Activity — Give the records again. Keep them exact and leave out the images.

Given records —
----

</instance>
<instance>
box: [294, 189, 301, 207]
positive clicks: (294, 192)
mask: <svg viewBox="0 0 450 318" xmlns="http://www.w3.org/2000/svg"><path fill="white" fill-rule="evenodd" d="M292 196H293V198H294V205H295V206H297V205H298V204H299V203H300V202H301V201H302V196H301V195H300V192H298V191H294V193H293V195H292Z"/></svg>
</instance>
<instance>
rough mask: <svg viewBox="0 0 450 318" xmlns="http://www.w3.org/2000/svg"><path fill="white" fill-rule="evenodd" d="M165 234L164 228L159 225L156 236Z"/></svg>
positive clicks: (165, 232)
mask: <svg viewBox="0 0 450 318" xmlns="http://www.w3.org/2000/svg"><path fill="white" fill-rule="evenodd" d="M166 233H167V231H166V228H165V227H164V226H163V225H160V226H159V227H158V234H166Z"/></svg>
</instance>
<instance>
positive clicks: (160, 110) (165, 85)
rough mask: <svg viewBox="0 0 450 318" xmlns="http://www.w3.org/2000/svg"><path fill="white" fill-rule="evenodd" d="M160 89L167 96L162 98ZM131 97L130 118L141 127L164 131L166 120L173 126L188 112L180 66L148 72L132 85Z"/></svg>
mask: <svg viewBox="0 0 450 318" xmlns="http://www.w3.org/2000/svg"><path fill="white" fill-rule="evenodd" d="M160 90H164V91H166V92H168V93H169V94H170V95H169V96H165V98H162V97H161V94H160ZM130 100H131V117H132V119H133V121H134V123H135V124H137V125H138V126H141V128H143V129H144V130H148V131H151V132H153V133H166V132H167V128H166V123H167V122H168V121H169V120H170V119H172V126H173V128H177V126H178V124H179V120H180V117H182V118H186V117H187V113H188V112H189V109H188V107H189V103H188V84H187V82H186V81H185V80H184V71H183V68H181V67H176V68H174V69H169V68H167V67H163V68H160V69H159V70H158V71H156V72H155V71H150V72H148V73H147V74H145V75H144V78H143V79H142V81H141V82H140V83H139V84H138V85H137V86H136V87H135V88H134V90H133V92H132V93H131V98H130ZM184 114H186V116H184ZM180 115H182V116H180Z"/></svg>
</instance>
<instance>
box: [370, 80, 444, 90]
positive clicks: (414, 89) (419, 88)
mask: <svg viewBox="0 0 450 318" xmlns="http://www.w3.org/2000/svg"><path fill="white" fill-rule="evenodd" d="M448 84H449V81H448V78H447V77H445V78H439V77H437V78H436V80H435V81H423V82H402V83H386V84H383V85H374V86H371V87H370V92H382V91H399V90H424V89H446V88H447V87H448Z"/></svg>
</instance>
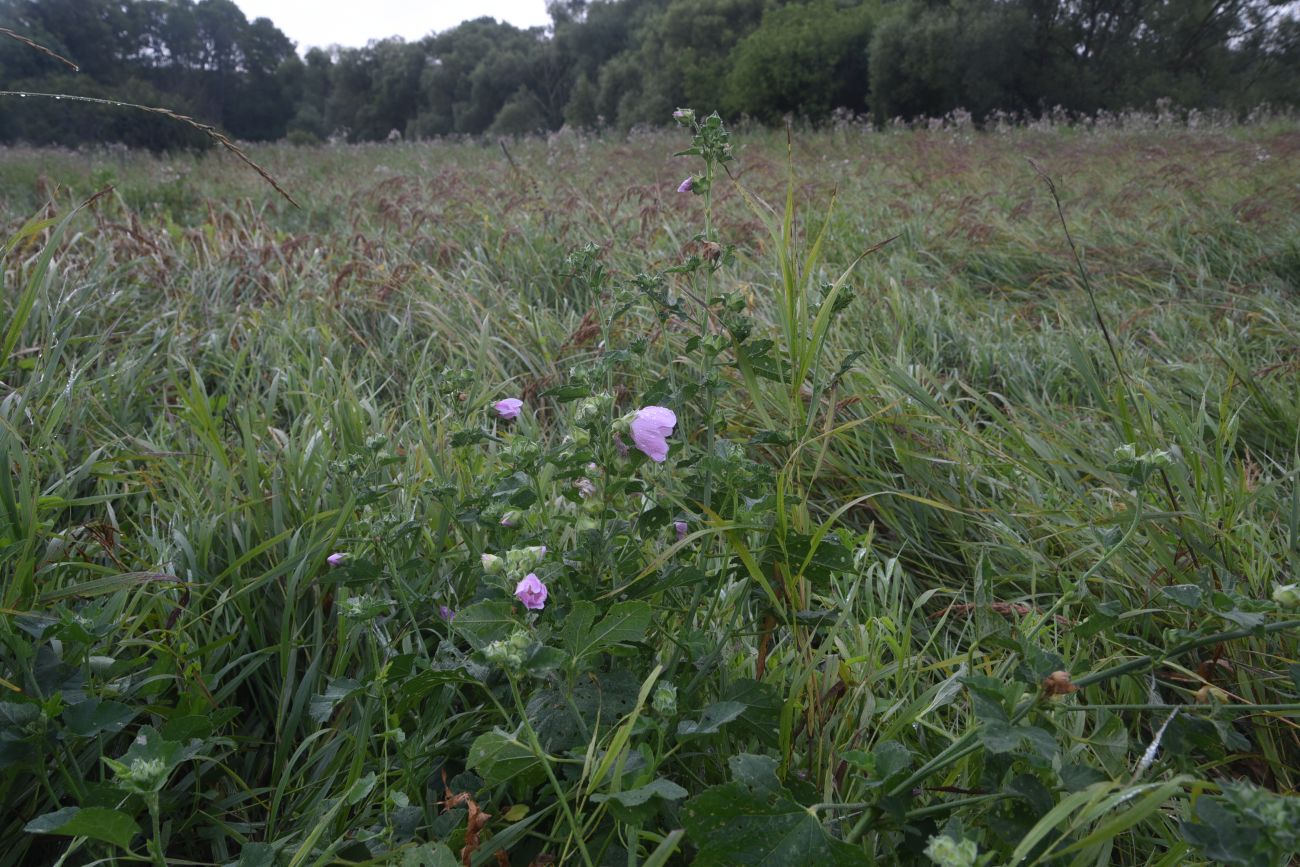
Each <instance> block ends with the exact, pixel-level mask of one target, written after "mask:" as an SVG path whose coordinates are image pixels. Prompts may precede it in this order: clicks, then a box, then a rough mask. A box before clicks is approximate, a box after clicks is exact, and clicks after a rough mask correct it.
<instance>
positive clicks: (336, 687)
mask: <svg viewBox="0 0 1300 867" xmlns="http://www.w3.org/2000/svg"><path fill="white" fill-rule="evenodd" d="M360 690H361V685H360V684H359V682H356V681H355V680H352V679H351V677H335V679H333V680H330V681H329V686H326V688H325V692H324V693H322V694H320V695H312V701H311V705H309V707H308V711H307V715H308V716H311V718H312V721H315V723H324V721H325V720H328V719H329V716H330V714H333V712H334V707H335V706H337V705H338V703H339V702H342V701H344V699H346V698H350V697H352V695H355V694H356V693H359V692H360Z"/></svg>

----

Exercise result —
</instance>
<instance>
box: [294, 189, 301, 207]
positive clicks: (294, 192)
mask: <svg viewBox="0 0 450 318" xmlns="http://www.w3.org/2000/svg"><path fill="white" fill-rule="evenodd" d="M292 196H293V198H294V205H295V206H297V205H298V204H299V203H300V202H301V201H302V196H301V195H300V192H298V191H294V193H293V195H292Z"/></svg>
</instance>
<instance>
rough mask: <svg viewBox="0 0 450 318" xmlns="http://www.w3.org/2000/svg"><path fill="white" fill-rule="evenodd" d="M165 234L164 228L159 225L156 236Z"/></svg>
positive clicks: (165, 232)
mask: <svg viewBox="0 0 450 318" xmlns="http://www.w3.org/2000/svg"><path fill="white" fill-rule="evenodd" d="M166 233H167V231H166V228H165V227H164V226H163V225H160V226H159V227H158V234H166Z"/></svg>
</instance>
<instance>
positive clicks: (160, 110) (165, 85)
rough mask: <svg viewBox="0 0 450 318" xmlns="http://www.w3.org/2000/svg"><path fill="white" fill-rule="evenodd" d="M160 89L167 96L162 98ZM131 97L130 118L141 127L164 131L166 120L173 126L188 112L180 66L148 72L132 85Z"/></svg>
mask: <svg viewBox="0 0 450 318" xmlns="http://www.w3.org/2000/svg"><path fill="white" fill-rule="evenodd" d="M160 90H164V91H166V92H168V93H169V94H170V95H169V96H165V98H162V97H161V94H160ZM130 100H131V117H132V119H133V121H134V123H135V124H137V125H138V126H141V128H143V129H144V130H148V131H151V132H153V133H166V132H167V128H166V123H167V122H168V121H169V120H170V119H172V126H173V128H177V126H178V124H179V120H180V117H182V118H186V117H187V113H188V112H189V109H188V107H189V103H188V84H187V82H186V81H185V80H184V71H183V68H181V67H176V68H174V69H169V68H167V67H163V68H160V69H159V70H158V71H156V72H155V71H150V72H148V73H147V74H145V75H144V78H143V79H142V81H141V82H140V83H139V84H138V85H137V86H136V87H135V88H134V90H133V92H132V93H131V98H130ZM184 114H186V116H184ZM180 115H182V116H180Z"/></svg>
</instance>
<instance>
box: [370, 80, 444, 90]
positive clicks: (414, 89) (419, 88)
mask: <svg viewBox="0 0 450 318" xmlns="http://www.w3.org/2000/svg"><path fill="white" fill-rule="evenodd" d="M448 84H449V81H448V78H447V77H445V78H439V77H437V78H436V80H435V81H423V82H402V83H386V84H383V85H374V86H371V87H370V92H382V91H399V90H424V89H446V88H447V87H448Z"/></svg>
</instance>
Each <instance> block ends with the exact, pixel-level mask of one target, written after "mask:" as an SVG path whose coordinates are image pixels. Prompts may precede it in this order: clicks, then a box, then a rough mask. A box before clicks is approximate, a box after clicks is exact, and clicks after a rough mask correct it.
<instance>
positive clicks: (336, 687)
mask: <svg viewBox="0 0 1300 867" xmlns="http://www.w3.org/2000/svg"><path fill="white" fill-rule="evenodd" d="M360 690H361V685H360V684H359V682H356V681H355V680H352V679H351V677H335V679H333V680H330V681H329V686H326V688H325V692H324V693H322V694H320V695H312V701H311V705H309V707H308V711H307V715H308V716H311V718H312V721H315V723H324V721H325V720H328V719H329V716H330V714H333V712H334V707H335V706H337V705H338V703H339V702H342V701H344V699H346V698H350V697H352V695H355V694H356V693H359V692H360Z"/></svg>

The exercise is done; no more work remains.